§ **SEÇÃO DE TEXTO**
>>
O Globo
Existe toda um futuro pela frente, quando
Bolsonaro se tornar apenas uma lembrança amarga
O papel das mulheres foi um tema de
destaque no debate entre os candidatos. Isso me alegra. Nas eleições no Chile e
na Colômbia, o assunto surgiu no contexto do programa da esquerda, que venceu.
Aqui no Brasil, além de sua inserção clássica
na esquerda, a dignidade e a importância das mulheres foram defendidas por uma
candidata de centro e outra de centro-direita.
Isso me leva a considerar que as coisas
foram tão longe que hoje não se pode associar a sociedade patriarcal ao
capitalismo. A abertura para o imenso potencial humano relegado pelo machismo
pode enriquecer o próprio sistema.
As mulheres são a maioria do eleitorado. Mas foi uma pergunta da jornalista Vera Magalhães que desfechou o debate, repercutindo até no exterior. Bolsonaro respondeu com agressões.
<<
§ **TAREFAS PROPOSTAS**
- a) Traduza para o inglês a frase "As mulheres são a maioria do eleitorado.", retirada do texto sobre o debate.
- b) Segundo o texto sobre o debate, em quais eleições o papel das mulheres surgiu no contexto do programa da esquerda?

§ **DADOS FORNECIDOS**
>>
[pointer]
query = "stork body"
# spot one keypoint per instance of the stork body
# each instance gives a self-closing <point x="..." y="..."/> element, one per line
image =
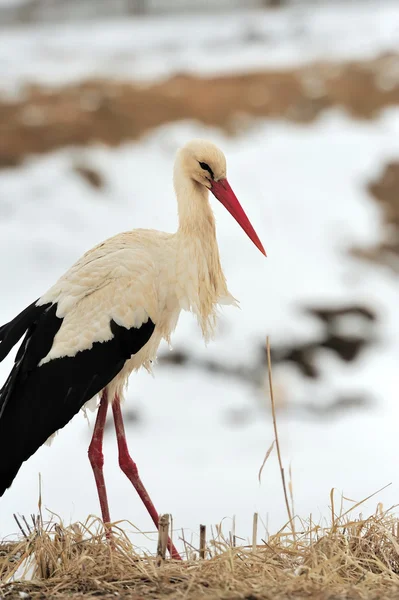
<point x="106" y="317"/>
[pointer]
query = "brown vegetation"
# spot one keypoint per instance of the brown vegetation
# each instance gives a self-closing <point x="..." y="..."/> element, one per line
<point x="112" y="112"/>
<point x="351" y="559"/>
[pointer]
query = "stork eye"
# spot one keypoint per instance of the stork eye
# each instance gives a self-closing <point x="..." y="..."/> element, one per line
<point x="206" y="168"/>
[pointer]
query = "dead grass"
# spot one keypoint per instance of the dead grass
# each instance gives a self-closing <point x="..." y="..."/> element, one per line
<point x="112" y="112"/>
<point x="352" y="559"/>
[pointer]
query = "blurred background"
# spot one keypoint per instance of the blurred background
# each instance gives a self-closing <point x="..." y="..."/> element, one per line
<point x="95" y="98"/>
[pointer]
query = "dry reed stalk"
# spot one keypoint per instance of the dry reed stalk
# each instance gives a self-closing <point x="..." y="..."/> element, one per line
<point x="163" y="534"/>
<point x="254" y="531"/>
<point x="202" y="541"/>
<point x="280" y="462"/>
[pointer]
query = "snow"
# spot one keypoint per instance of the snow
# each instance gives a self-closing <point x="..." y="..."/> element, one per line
<point x="304" y="188"/>
<point x="149" y="48"/>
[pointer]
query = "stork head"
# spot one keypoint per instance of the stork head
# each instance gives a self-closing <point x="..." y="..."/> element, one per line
<point x="205" y="163"/>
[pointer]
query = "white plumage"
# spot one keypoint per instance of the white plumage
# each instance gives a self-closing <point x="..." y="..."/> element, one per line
<point x="106" y="316"/>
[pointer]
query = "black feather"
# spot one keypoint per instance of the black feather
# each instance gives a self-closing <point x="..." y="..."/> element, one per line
<point x="11" y="332"/>
<point x="37" y="400"/>
<point x="206" y="167"/>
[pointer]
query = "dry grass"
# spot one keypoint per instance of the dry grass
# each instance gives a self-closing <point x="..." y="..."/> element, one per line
<point x="352" y="558"/>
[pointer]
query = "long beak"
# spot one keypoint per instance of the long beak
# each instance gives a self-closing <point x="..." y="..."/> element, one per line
<point x="222" y="191"/>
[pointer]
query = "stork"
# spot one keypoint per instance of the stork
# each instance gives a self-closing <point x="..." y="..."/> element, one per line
<point x="105" y="318"/>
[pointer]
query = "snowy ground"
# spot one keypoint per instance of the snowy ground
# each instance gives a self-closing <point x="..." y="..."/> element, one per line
<point x="303" y="188"/>
<point x="149" y="48"/>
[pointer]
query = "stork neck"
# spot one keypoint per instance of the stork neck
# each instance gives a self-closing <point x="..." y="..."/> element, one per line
<point x="196" y="218"/>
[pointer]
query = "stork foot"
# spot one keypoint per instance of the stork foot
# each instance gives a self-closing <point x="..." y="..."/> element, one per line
<point x="129" y="468"/>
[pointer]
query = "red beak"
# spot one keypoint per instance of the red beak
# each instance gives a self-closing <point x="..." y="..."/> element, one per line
<point x="222" y="191"/>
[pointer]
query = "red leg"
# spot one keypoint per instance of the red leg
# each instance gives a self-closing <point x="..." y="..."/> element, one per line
<point x="129" y="467"/>
<point x="96" y="456"/>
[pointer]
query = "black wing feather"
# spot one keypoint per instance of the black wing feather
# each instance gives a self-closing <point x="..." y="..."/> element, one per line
<point x="37" y="401"/>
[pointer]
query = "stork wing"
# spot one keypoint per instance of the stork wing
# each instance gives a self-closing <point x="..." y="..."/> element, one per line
<point x="51" y="379"/>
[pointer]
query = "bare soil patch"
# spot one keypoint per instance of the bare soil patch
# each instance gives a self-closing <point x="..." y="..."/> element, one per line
<point x="112" y="112"/>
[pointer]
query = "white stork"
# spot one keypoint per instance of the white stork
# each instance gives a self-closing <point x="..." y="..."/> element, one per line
<point x="106" y="317"/>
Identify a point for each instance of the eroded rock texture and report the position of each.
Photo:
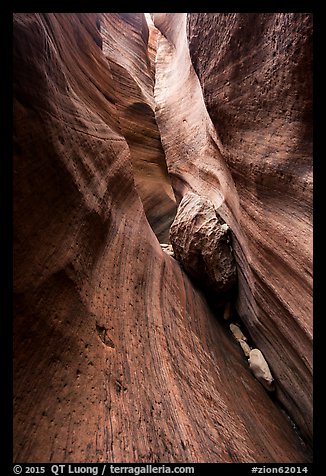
(201, 243)
(252, 157)
(117, 357)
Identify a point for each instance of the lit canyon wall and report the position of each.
(117, 356)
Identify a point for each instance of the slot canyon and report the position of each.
(162, 192)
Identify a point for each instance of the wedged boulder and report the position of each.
(202, 244)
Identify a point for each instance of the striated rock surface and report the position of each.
(252, 157)
(117, 357)
(201, 243)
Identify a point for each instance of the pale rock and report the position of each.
(260, 369)
(201, 243)
(236, 331)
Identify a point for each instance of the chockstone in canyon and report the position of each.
(162, 237)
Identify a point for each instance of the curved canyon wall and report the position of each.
(117, 356)
(252, 157)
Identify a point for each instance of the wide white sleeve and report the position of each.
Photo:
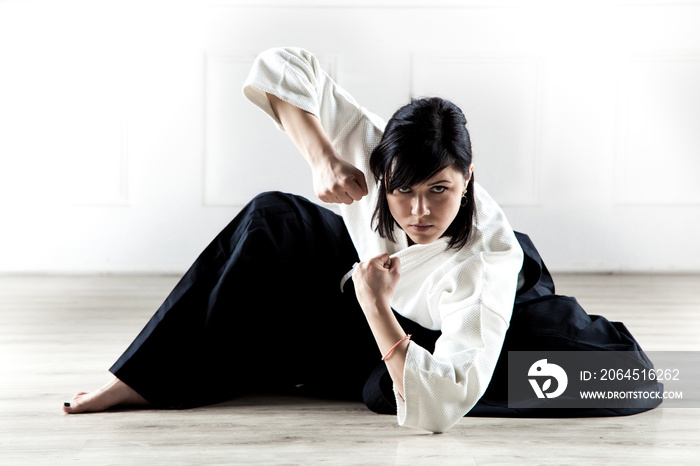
(475, 305)
(295, 76)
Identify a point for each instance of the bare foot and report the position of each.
(113, 393)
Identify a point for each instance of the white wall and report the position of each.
(125, 142)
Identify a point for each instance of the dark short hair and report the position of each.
(421, 139)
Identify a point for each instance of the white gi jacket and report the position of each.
(467, 294)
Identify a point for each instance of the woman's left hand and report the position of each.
(376, 280)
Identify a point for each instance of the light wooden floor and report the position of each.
(59, 335)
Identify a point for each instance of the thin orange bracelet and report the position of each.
(388, 353)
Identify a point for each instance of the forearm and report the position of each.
(387, 331)
(304, 129)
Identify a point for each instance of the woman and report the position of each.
(434, 290)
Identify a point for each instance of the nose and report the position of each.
(419, 206)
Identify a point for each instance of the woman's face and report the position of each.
(426, 210)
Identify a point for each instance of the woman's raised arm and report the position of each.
(335, 180)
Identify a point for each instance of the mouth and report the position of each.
(420, 227)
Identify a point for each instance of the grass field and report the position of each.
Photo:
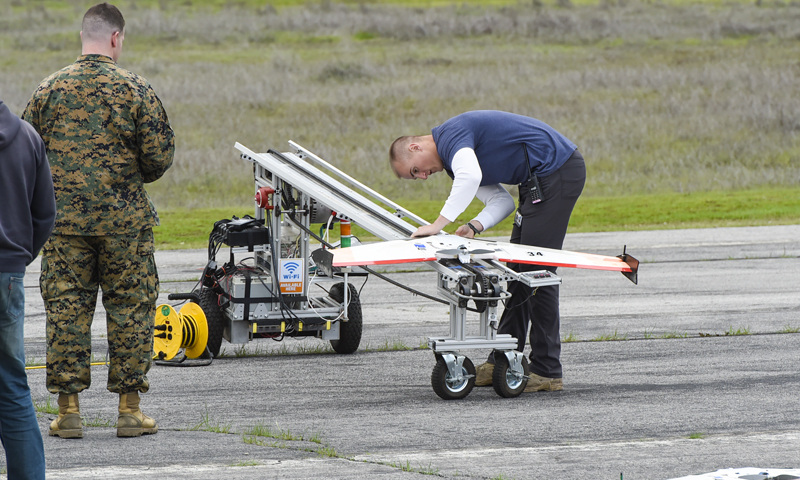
(688, 113)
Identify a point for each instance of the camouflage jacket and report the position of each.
(107, 134)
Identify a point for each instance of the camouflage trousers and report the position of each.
(73, 269)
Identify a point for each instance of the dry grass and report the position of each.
(660, 98)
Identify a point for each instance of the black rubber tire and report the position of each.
(209, 302)
(504, 384)
(445, 387)
(349, 331)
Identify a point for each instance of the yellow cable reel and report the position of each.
(187, 329)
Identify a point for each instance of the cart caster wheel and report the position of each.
(509, 382)
(450, 387)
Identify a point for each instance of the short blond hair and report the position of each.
(102, 21)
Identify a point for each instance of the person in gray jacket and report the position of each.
(26, 220)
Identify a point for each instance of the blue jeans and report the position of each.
(19, 429)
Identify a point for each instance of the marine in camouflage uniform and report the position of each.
(107, 134)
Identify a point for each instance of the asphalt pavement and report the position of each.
(695, 369)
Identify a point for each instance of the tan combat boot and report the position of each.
(132, 422)
(68, 424)
(483, 374)
(537, 383)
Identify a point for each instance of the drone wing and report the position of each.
(438, 246)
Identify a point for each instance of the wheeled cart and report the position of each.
(480, 282)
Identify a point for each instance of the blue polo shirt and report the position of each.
(498, 139)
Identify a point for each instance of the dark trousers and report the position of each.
(543, 224)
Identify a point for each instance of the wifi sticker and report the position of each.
(291, 275)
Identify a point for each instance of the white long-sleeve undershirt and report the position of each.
(467, 177)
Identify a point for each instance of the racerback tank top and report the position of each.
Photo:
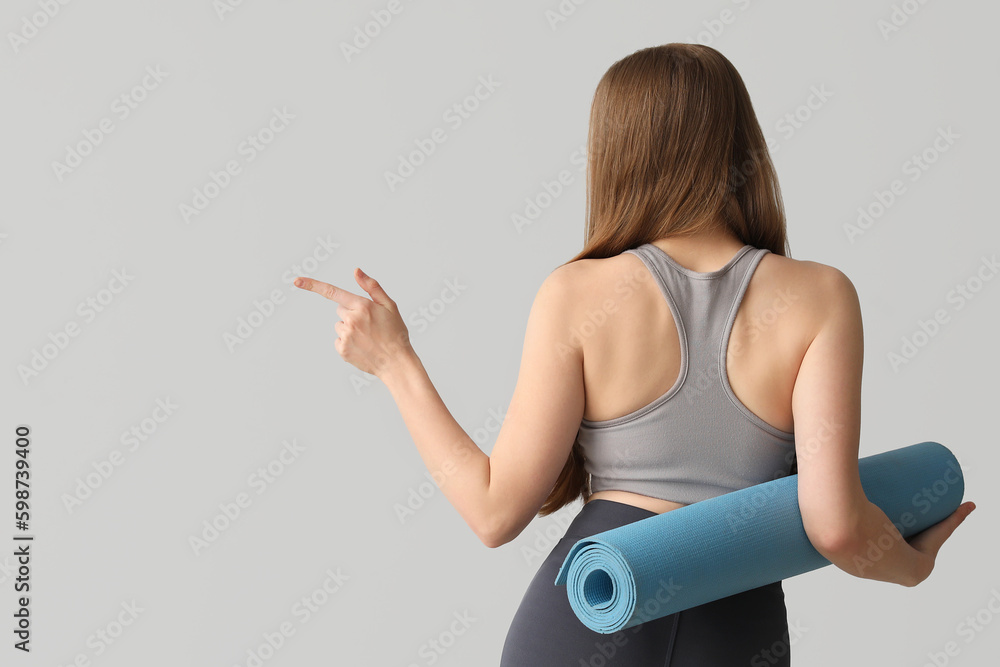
<<
§ **RESULTADOS DAS TAREFAS**
- a) Women are the majority of the electorate.

- b) Nas eleições no Chile e na Colômbia.